About this task
In the data below, retype exactly the line that contains "307, row 327." and every line after it, through the last.

Given data
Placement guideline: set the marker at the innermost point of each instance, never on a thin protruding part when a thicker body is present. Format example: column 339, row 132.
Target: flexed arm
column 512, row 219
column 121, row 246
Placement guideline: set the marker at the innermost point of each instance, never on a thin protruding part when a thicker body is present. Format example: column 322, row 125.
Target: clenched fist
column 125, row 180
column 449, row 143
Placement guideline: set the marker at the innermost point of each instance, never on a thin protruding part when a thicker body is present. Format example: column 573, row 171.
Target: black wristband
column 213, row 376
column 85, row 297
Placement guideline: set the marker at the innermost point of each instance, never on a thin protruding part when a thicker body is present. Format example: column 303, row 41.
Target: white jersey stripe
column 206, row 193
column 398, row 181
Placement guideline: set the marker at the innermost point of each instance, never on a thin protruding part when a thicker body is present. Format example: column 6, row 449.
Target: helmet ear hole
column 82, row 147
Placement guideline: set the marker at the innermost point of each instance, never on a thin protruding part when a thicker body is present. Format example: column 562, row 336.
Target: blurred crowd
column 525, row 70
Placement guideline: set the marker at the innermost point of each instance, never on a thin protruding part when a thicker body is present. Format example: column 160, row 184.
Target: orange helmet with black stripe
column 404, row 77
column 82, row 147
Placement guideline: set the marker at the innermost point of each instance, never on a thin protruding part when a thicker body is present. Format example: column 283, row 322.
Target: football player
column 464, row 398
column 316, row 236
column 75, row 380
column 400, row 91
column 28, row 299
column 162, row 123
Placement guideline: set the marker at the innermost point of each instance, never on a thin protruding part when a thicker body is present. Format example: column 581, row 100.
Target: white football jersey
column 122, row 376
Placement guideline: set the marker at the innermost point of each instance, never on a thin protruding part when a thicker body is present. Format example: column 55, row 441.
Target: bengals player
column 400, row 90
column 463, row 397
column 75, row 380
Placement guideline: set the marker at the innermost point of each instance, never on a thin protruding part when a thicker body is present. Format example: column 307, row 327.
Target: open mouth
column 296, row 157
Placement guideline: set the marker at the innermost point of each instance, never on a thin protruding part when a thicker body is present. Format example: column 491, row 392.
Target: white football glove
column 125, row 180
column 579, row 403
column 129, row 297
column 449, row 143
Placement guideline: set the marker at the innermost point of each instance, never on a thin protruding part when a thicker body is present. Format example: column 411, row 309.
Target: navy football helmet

The completed task
Placement guideline: set the marker at the innermost point of each instance, never on a thin protruding part when a thicker body is present. Format example: column 307, row 327.
Target: open mouth
column 296, row 157
Placement guideline: set the marker at the innermost point of each instance, never on a thin protruding part when a thicker body is present. Format example: column 491, row 392.
Target: white football glove
column 125, row 180
column 579, row 403
column 129, row 297
column 449, row 143
Placement guideline: set the marker at the innermost point of each instance, never on a thin protruding part when a thicker body is present. Format example: column 411, row 309.
Target: navy football helmet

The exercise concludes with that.